(Collected data)
_ _ _ _ _
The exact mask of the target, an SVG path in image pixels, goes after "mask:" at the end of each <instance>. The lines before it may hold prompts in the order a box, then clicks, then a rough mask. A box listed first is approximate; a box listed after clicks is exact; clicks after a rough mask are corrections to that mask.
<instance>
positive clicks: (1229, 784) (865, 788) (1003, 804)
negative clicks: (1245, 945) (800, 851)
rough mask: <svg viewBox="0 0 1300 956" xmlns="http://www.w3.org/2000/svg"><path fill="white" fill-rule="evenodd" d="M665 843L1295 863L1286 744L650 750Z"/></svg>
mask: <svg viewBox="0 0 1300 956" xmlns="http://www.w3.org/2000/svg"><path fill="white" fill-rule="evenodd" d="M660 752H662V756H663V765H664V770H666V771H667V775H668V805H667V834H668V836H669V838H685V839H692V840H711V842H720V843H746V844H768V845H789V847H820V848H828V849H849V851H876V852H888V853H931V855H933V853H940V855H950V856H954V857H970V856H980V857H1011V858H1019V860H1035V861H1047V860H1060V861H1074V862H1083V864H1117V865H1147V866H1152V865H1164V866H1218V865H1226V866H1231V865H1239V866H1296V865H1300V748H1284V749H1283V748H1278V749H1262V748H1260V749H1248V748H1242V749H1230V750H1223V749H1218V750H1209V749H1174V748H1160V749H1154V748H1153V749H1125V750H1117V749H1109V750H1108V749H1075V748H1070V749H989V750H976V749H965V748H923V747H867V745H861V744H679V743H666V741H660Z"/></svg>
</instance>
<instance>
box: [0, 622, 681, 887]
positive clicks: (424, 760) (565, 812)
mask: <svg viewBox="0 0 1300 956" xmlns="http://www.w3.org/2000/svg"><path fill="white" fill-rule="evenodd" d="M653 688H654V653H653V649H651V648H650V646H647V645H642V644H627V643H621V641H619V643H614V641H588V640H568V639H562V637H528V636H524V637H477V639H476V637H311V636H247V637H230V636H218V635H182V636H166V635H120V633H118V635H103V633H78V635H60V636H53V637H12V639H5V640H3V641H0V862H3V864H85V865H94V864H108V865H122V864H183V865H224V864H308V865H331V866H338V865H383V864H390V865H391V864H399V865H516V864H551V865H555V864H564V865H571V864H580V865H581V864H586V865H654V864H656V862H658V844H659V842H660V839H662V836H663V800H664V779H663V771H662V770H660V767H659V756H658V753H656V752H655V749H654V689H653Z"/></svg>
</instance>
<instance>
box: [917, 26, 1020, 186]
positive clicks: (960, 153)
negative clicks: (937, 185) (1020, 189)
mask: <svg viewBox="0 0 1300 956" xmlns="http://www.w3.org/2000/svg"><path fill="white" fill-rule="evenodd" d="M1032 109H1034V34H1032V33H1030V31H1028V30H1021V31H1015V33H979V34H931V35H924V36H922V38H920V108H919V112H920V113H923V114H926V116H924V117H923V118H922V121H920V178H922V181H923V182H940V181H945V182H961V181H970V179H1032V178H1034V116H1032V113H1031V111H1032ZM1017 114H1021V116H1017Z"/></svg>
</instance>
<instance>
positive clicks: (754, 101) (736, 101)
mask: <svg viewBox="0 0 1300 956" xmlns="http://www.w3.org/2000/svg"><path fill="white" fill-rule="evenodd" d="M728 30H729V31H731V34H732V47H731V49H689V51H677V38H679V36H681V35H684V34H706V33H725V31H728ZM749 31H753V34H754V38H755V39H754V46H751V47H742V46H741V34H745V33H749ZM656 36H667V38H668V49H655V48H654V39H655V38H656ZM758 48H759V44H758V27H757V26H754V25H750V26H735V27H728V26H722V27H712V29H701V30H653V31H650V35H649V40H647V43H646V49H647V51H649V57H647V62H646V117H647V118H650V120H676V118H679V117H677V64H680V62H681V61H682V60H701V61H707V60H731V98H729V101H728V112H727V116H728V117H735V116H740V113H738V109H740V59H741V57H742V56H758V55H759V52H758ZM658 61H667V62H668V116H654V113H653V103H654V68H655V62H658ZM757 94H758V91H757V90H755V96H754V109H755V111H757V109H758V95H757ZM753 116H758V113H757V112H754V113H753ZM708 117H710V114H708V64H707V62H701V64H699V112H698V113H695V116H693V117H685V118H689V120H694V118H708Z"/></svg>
_ _ _ _ _
What to work on
Among the entries above, find the line with "positive clicks: (1229, 784)" and the line with "positive clicks: (960, 153)"; give again exactly these two lines and all lines between them.

Response box
positive clicks: (1229, 784) (865, 788) (1003, 804)
negative clicks: (1245, 945) (800, 851)
rough mask: <svg viewBox="0 0 1300 956" xmlns="http://www.w3.org/2000/svg"><path fill="white" fill-rule="evenodd" d="M665 843L1295 863L1286 744L650 750Z"/></svg>
mask: <svg viewBox="0 0 1300 956" xmlns="http://www.w3.org/2000/svg"><path fill="white" fill-rule="evenodd" d="M660 752H662V756H663V765H664V770H666V771H667V775H668V805H667V834H668V836H669V838H685V839H692V840H711V842H720V843H746V844H768V845H789V847H820V848H828V849H849V851H876V852H888V853H931V855H933V853H940V855H950V856H954V857H970V856H980V857H1011V858H1019V860H1035V861H1047V860H1060V861H1074V862H1083V864H1117V865H1147V866H1152V865H1164V866H1218V865H1226V866H1231V865H1239V866H1296V865H1300V748H1284V749H1283V748H1278V749H1262V748H1260V749H1248V748H1242V749H1230V750H1223V749H1218V750H1209V749H1174V748H1160V749H1154V748H1153V749H1125V750H1117V749H1109V750H1108V749H1075V748H1070V749H989V750H976V749H965V748H923V747H867V745H861V744H679V743H666V741H660Z"/></svg>
</instance>
<instance>
box: [0, 622, 681, 887]
positive clicks: (424, 760) (565, 812)
mask: <svg viewBox="0 0 1300 956" xmlns="http://www.w3.org/2000/svg"><path fill="white" fill-rule="evenodd" d="M653 688H654V653H653V649H651V648H650V646H647V645H642V644H627V643H621V641H619V643H614V641H588V640H568V639H562V637H528V636H524V637H477V639H476V637H311V636H247V637H230V636H218V635H182V636H166V635H120V633H118V635H103V633H78V635H60V636H53V637H12V639H5V640H3V641H0V862H3V864H85V865H94V864H108V865H122V864H183V865H224V864H308V865H331V866H338V865H383V864H390V865H391V864H399V865H516V864H551V865H555V864H564V865H571V864H580V865H581V864H586V865H654V864H656V862H658V844H659V842H660V839H662V836H663V800H664V779H663V771H662V770H660V767H659V756H658V753H656V752H655V749H654V689H653Z"/></svg>
</instance>
<instance>
box: [917, 26, 1020, 186]
positive clicks: (960, 153)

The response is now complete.